- [Exercise]:
The data must be given again in full, with no line altered.

- [Entries provided]:
========================
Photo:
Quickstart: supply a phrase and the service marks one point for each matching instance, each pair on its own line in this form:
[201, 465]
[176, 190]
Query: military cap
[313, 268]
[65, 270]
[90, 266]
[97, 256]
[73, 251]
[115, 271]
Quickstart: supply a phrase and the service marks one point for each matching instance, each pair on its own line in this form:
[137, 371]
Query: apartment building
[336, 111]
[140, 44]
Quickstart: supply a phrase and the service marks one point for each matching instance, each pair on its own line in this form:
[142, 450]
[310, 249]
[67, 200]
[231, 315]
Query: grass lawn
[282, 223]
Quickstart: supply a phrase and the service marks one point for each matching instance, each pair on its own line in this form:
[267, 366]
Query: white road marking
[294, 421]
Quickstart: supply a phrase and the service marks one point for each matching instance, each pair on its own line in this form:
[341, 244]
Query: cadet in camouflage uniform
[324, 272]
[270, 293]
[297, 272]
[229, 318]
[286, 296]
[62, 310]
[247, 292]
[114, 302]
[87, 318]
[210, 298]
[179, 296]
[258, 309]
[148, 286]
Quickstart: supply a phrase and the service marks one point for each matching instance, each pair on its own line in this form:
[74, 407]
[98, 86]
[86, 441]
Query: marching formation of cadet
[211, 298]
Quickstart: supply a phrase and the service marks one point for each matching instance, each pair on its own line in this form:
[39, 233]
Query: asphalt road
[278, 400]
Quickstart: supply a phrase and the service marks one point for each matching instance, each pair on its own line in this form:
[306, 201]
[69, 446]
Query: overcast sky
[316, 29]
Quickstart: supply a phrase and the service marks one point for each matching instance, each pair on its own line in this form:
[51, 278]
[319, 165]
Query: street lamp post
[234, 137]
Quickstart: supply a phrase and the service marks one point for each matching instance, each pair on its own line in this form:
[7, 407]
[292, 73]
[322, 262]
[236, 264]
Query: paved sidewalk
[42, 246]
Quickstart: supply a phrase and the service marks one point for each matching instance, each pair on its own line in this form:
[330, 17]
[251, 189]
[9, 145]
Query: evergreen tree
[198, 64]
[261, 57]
========================
- [Task response]:
Photo:
Quickstart: supply a phrase and the service marks one point for each matching instance, each pair on its own line in this form:
[201, 465]
[176, 190]
Query: military cap
[313, 268]
[65, 270]
[90, 266]
[97, 256]
[73, 251]
[115, 271]
Quickstart: supply a phrase and the service marks one point for each matching instance, each pair on its own line in this form:
[137, 371]
Query: apartment building
[336, 111]
[140, 44]
Quickstart: supply a phrase and the service marks one point for each matching instance, each pair on its own line in this form:
[142, 450]
[310, 249]
[67, 200]
[231, 315]
Query: grass lawn
[282, 223]
Quickstart: supply a phrase and the service marks one point for each matching instance, each pair on its own line in this form:
[267, 366]
Query: white road marking
[294, 421]
Quickstart: supply a phrase and the service marks one point for each matching instance, each pair on its own line in this form:
[341, 244]
Query: cadet in camouflage uniform
[324, 272]
[270, 293]
[297, 272]
[229, 318]
[286, 296]
[62, 310]
[247, 292]
[114, 302]
[87, 318]
[210, 298]
[179, 296]
[258, 309]
[148, 286]
Quickstart: supply a phrase and the service marks one point for each matching instance, each pair on its own line in this form:
[74, 407]
[98, 86]
[86, 441]
Query: marching formation of cadet
[211, 298]
Quickstart: supply a phrase and the service marks one point for each matching instance, each pair on its own line in this form:
[39, 233]
Query: asphalt road
[278, 400]
Quickstart: supply a phrase and the service marks one point for each matching instance, each pair on its own line in this form:
[306, 201]
[69, 446]
Query: overcast sky
[316, 29]
Quickstart: supply a phrase and the service marks one point for each matching instance, each pair on its own line in this form:
[51, 278]
[319, 165]
Query: street lamp post
[234, 137]
Quickstart: supply a phrase and the service marks one point for each matching instance, each pair on its own line in this form:
[7, 407]
[292, 73]
[322, 262]
[236, 264]
Query: paved sidewalk
[42, 246]
Quickstart: supply a phrase and the service marks one point for each matching instance, each pair on its own line in this form:
[330, 17]
[251, 189]
[9, 145]
Query: evergreen tree
[198, 64]
[261, 57]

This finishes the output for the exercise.